GOAL OF THE EXERCISE
Please rewrite the entries below as a Markdown table with the columns "Row" and "Line", giving each line its own numbered row and leaving out blank lines.

Named object pointing entries
□ □ □ □

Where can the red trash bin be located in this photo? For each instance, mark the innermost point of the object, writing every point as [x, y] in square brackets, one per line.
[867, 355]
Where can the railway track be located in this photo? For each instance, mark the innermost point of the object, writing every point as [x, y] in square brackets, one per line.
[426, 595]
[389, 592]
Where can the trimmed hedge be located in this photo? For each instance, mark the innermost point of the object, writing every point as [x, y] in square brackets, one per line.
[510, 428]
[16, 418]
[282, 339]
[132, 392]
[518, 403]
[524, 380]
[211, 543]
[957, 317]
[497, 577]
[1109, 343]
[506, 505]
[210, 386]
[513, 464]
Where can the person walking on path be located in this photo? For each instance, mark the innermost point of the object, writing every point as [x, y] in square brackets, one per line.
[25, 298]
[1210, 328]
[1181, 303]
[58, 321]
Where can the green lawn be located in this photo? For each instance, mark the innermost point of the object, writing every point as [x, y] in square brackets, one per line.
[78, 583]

□ □ □ □

RIGHT ANSWER
| Row | Line |
|---|---|
| 1 | Where can the red trash bin be located in this photo? For each instance, mark the innermost point of the object, writing every point as [x, y] in square brackets, one per line. |
| 2 | [867, 355] |
| 3 | Where can the railway track be located in this photo? For each instance, mark the innermost point of the object, writing every point as [x, y] in square brackets, one per line. |
| 4 | [426, 595] |
| 5 | [389, 592] |
| 6 | Where can the trimmed hedge be located in this photo? For each instance, mark the innermost point of the object, writing every point as [x, y] in square brackets, one per line. |
| 7 | [510, 428] |
| 8 | [16, 418] |
| 9 | [282, 339] |
| 10 | [132, 392] |
| 11 | [518, 403] |
| 12 | [524, 380] |
| 13 | [211, 543] |
| 14 | [957, 317] |
| 15 | [497, 577] |
| 16 | [1109, 343] |
| 17 | [506, 505] |
| 18 | [210, 386] |
| 19 | [513, 464] |
| 20 | Where can the person walking on path be located in this photo? For each instance, mark the innermost point of the object, writing every point as [x, y] in square brackets, one per line. |
| 21 | [25, 298] |
| 22 | [1210, 328] |
| 23 | [1181, 303] |
| 24 | [58, 321] |
| 25 | Where can the green lawn be located in this photo? For each instance, mark the innermost point of the object, writing every point as [x, y] in square brackets, one per line. |
| 26 | [78, 583] |